┌─ MATERIAL PROVIDED

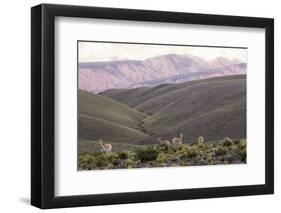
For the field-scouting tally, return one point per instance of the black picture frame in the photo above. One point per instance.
(43, 102)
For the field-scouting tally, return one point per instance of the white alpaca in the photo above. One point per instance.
(106, 148)
(200, 140)
(164, 142)
(178, 141)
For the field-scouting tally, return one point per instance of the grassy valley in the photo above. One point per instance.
(131, 120)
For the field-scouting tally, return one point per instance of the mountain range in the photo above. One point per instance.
(214, 108)
(97, 77)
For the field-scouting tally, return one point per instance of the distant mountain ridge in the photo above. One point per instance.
(96, 77)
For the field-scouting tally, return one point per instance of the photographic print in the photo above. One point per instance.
(160, 105)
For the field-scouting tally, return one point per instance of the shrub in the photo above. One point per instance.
(242, 144)
(101, 161)
(148, 154)
(130, 163)
(86, 162)
(227, 142)
(191, 152)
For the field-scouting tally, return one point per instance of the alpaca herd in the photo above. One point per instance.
(176, 141)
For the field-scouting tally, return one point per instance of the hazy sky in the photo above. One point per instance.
(97, 51)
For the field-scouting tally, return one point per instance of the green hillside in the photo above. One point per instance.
(107, 109)
(214, 108)
(92, 128)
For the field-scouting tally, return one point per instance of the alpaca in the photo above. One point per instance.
(106, 148)
(178, 141)
(164, 143)
(200, 140)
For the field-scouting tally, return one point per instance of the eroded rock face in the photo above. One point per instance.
(99, 76)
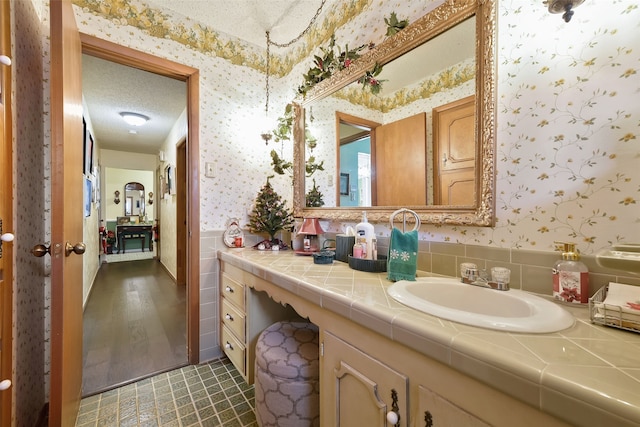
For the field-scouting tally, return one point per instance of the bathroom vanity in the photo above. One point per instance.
(381, 361)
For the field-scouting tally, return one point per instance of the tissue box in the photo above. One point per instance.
(344, 247)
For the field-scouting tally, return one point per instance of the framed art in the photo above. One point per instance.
(170, 179)
(344, 184)
(84, 146)
(87, 197)
(87, 167)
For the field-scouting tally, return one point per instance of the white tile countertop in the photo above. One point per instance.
(586, 375)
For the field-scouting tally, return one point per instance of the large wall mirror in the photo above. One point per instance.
(134, 199)
(425, 142)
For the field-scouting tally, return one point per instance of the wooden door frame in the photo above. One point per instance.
(126, 56)
(363, 123)
(181, 213)
(6, 215)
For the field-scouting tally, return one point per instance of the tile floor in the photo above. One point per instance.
(210, 394)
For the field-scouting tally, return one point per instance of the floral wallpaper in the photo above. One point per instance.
(567, 145)
(31, 221)
(566, 125)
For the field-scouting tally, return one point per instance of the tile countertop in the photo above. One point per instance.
(587, 374)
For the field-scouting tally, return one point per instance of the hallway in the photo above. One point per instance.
(134, 325)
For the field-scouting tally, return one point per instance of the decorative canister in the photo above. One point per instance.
(344, 247)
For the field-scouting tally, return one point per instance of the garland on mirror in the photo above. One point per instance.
(394, 25)
(329, 63)
(333, 61)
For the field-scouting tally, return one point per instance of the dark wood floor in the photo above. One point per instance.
(134, 325)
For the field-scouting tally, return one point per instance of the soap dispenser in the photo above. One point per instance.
(570, 276)
(365, 234)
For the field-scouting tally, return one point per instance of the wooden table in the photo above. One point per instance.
(142, 232)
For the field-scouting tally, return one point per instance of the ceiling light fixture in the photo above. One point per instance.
(566, 6)
(266, 135)
(134, 119)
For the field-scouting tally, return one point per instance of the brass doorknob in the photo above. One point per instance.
(41, 250)
(78, 248)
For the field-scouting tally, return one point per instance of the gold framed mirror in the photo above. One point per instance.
(478, 209)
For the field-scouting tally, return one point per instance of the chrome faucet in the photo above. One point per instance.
(480, 278)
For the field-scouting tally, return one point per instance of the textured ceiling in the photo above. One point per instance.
(248, 20)
(109, 88)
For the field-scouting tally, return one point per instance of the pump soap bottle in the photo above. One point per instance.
(570, 276)
(365, 234)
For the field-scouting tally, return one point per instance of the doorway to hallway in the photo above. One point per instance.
(134, 325)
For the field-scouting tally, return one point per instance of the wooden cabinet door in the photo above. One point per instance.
(454, 153)
(401, 162)
(358, 390)
(434, 410)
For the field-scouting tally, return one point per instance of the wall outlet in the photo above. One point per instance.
(208, 169)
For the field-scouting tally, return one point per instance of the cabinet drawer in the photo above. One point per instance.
(233, 291)
(233, 319)
(234, 350)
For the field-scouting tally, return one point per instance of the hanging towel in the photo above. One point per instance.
(403, 253)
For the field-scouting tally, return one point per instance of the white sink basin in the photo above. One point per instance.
(512, 310)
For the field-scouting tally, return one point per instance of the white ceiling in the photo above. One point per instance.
(109, 88)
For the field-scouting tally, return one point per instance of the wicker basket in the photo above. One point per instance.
(611, 315)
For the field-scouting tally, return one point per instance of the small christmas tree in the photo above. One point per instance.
(314, 197)
(269, 214)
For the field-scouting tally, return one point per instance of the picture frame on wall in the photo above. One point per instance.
(344, 184)
(170, 179)
(87, 197)
(84, 146)
(87, 166)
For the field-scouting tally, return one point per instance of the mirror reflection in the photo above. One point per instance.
(134, 199)
(385, 143)
(426, 140)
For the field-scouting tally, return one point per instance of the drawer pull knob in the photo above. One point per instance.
(392, 418)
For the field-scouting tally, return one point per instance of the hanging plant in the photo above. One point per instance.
(330, 63)
(314, 197)
(283, 132)
(370, 81)
(393, 25)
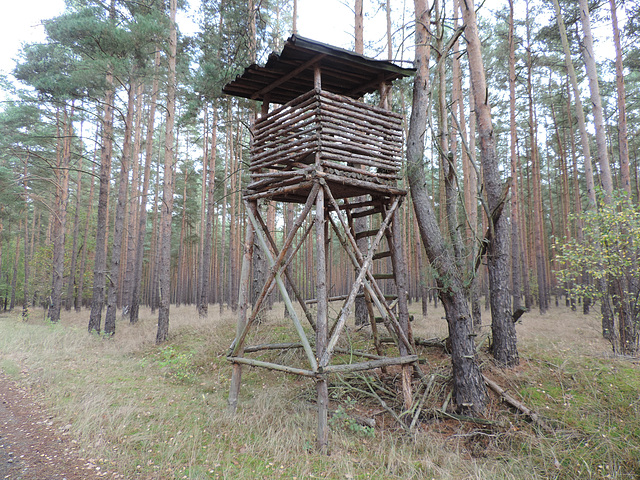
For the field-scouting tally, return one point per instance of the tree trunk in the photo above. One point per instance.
(14, 277)
(60, 217)
(623, 143)
(100, 262)
(582, 126)
(205, 265)
(503, 329)
(167, 187)
(469, 390)
(142, 216)
(516, 292)
(69, 300)
(118, 229)
(596, 101)
(132, 228)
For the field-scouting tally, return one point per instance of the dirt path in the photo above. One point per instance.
(33, 446)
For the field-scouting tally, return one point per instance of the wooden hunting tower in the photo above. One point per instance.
(341, 159)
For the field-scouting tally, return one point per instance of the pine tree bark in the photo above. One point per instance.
(623, 143)
(505, 349)
(164, 278)
(596, 101)
(69, 300)
(205, 265)
(582, 125)
(516, 292)
(60, 217)
(118, 228)
(100, 262)
(132, 225)
(469, 390)
(142, 216)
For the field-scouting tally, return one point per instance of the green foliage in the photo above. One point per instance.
(178, 365)
(609, 249)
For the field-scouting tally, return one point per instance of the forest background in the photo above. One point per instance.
(121, 162)
(85, 145)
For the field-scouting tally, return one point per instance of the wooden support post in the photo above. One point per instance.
(243, 305)
(400, 269)
(321, 321)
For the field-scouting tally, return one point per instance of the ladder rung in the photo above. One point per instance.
(366, 233)
(365, 213)
(384, 276)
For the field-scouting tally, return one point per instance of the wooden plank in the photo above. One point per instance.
(370, 365)
(243, 305)
(293, 73)
(271, 366)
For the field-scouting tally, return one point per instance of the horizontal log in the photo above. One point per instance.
(384, 276)
(360, 366)
(366, 213)
(337, 298)
(289, 189)
(350, 168)
(363, 121)
(296, 103)
(295, 124)
(272, 366)
(367, 233)
(354, 103)
(369, 186)
(277, 137)
(339, 152)
(271, 346)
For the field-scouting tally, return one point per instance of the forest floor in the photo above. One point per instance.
(80, 406)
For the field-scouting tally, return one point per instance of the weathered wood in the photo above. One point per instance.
(360, 366)
(276, 266)
(515, 403)
(375, 187)
(370, 286)
(349, 168)
(271, 366)
(279, 190)
(243, 304)
(272, 346)
(252, 212)
(292, 74)
(324, 359)
(321, 318)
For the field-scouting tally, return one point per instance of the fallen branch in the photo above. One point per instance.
(516, 404)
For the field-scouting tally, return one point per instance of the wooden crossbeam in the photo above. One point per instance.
(276, 265)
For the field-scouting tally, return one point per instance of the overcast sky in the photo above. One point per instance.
(329, 21)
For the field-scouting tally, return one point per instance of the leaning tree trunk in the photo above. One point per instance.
(469, 389)
(505, 350)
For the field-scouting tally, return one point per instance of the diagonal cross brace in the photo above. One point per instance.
(371, 286)
(239, 340)
(276, 269)
(364, 267)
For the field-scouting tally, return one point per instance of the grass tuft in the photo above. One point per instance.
(159, 412)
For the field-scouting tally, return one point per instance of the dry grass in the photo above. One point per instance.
(160, 412)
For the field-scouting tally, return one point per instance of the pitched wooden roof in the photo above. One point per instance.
(290, 74)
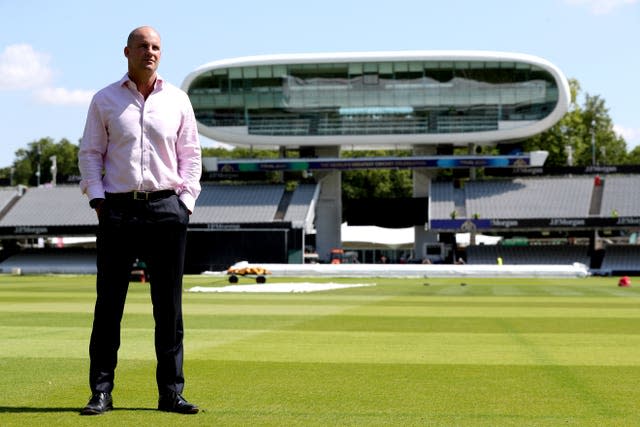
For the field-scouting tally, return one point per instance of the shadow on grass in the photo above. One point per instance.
(30, 409)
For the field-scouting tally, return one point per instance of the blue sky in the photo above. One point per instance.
(55, 55)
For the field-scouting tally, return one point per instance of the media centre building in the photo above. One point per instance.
(418, 100)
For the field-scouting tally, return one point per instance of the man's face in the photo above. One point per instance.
(143, 52)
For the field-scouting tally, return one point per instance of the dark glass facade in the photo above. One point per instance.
(374, 98)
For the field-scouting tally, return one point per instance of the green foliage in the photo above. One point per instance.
(581, 130)
(40, 153)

└─

[PROMPT]:
Reproduce the records word for word, starting at the line with "the dark glass" and continuing through the last line of the records, including both ends.

[RESULT FOR THIS TASK]:
For the field-scouting tally, return one point per instance of the dark glass facade in the photo above. One point per instance.
(374, 98)
For the field-scouting tally, return one point per instance of the green foliage in the photo above. One point per instance.
(581, 130)
(40, 153)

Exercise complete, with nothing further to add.